• **Passage provided**:
╔══
Hi Fan,
> 
> Hi Akhil,
> 
> ...
> > >
> > > As you may have seen the structure definition is hW centric with the
> > > IOVA addresses all over. Also as you will from the patch series the
> > operation is
> > > Per operation basis instead of operating in a burst. The external 
> > > application
> > > may sooner know when a specific enqueue is failed.
> >
> > You may also need to save a virtual address as well. As some hardware are
> > able to
> > Convert virtual to physical addresses on it's own giving a performance
> > improvement.
> >
> > I do not see an issue in using enqueue burst with burst size=1 , but since 
> > you
> > are doing
> > Optimizations, none of the hardware can perform well with burst = 1, I think
> > it is always
> > Greater than 1.
> 
> Shall I update the rte_crypto_sym_vec as the following - so the 2 problems can
> be
> resolved?
> 
> struct rte_crypto_sym_vec {
>       /** array of SGL vectors */
>       struct rte_crypto_sgl *sgl;
>       union {
>               /* Supposed to be used with CPU crypto API call. */
>               struct {
>                       /** array of pointers to IV */
>                       void **iv;
>                       /** array of pointers to AAD */
>                       void **aad;
>                       /** array of pointers to digest */
>                       void **digest;
>                       /**
>                        * array of statuses for each operation:
>                        *  - 0 on success
>                        *  - errno on error
>                        */
>                       int32_t *status;
>               };
> 
>               /* Supposed to be used with HW crypto API call. */
>               struct {
>                       /** array of pointers to IV */
>                       struct rte_crypto_vec *iv_hw;
>                       /** array of pointers to AAD */
>                       struct rte_crypto_vec *aad_hw;
>                       /** array of pointers to Digest */
>                       struct rte_crypto_vec *digest_hw;
>               };
> 
>       };
>       /** number of operations to perform */
>       uint32_t num;
> };

Yes something of that sort can work. 

The current use case was also discussed in the CPU crypto mail chain
About the need of non-mbuf use case for async enq/deq APIs.
http://patches.dpdk.org/patch/58528/#101995


> 
> > >
> > > > Now for this patchset, the requirement is
> > > > - raw buffers
> > > > - asynchronous APIs
> > > >
> > > > The data structure for raw buffers and crypto related offsets are 
> > > > already
> > > > defined
> > > > So they should be reused.
> > > > And I believe with some changes in rte_crypto_op  and
> > rte_crypto_sym_op,
> > > > We can support raw buffers with the same APIs.
> > > > Instead of m_src and m_dst, raw buffer data structures can be combined
> > in a
> > > > Union and some of the fields in the rte_crypto_op can be left NULL in
> > case of
> > > > raw buffers.
╚══
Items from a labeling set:
╔══
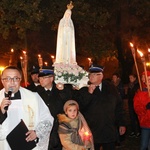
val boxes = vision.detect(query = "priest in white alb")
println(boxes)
[0,66,54,150]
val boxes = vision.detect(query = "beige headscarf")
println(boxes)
[64,100,94,150]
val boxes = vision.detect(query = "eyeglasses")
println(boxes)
[2,77,21,82]
[39,75,53,80]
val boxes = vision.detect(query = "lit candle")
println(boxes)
[84,131,91,141]
[148,48,150,62]
[44,62,48,66]
[130,42,142,91]
[9,48,14,66]
[88,58,92,67]
[20,56,24,68]
[38,54,43,69]
[51,55,55,63]
[137,50,150,96]
[23,51,27,61]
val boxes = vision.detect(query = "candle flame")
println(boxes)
[10,48,14,53]
[84,131,90,136]
[51,55,55,59]
[44,62,48,66]
[130,42,134,47]
[23,51,26,55]
[137,50,143,57]
[88,58,91,61]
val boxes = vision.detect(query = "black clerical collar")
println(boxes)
[5,91,21,100]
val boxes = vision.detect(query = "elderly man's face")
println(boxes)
[1,69,21,93]
[89,72,103,85]
[31,73,39,83]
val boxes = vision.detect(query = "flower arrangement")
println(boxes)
[54,63,87,83]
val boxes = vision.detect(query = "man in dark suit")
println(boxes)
[75,65,126,150]
[27,66,40,92]
[37,69,71,150]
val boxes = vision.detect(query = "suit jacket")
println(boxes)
[37,83,71,150]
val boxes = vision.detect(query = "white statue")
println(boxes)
[55,1,77,64]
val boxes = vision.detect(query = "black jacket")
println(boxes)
[75,81,125,143]
[37,83,71,150]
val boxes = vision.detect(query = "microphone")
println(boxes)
[4,88,13,110]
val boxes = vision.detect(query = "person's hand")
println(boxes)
[56,83,64,90]
[88,84,96,94]
[26,130,37,142]
[119,126,126,135]
[0,97,11,114]
[146,102,150,109]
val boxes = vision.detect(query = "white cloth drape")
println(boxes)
[55,9,76,64]
[0,87,54,150]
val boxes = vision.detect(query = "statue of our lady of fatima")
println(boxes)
[55,1,77,64]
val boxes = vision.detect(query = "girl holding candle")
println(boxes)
[58,100,94,150]
[134,71,150,150]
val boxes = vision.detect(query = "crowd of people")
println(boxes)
[0,64,150,150]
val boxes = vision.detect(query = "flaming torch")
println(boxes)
[20,51,28,87]
[130,43,142,91]
[137,50,150,96]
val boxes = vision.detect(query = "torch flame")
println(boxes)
[137,50,143,57]
[88,58,91,61]
[84,131,90,136]
[130,42,134,47]
[11,48,14,53]
[51,55,55,59]
[23,51,26,55]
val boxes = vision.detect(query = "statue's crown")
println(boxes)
[67,1,73,9]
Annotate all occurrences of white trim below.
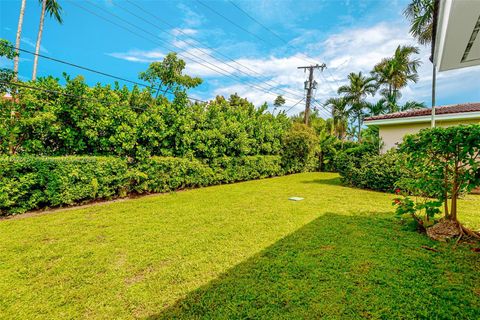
╚══
• **Task to carry out**: Reproduce the portion of the crypto API thread above that begins at the words "Yes something of" and stops after "async enq/deq APIs.".

• **Output for this task**:
Yes something of that sort can work. 

The current use case was also discussed in the CPU crypto mail chain
About the need of non-mbuf use case for async enq/deq APIs.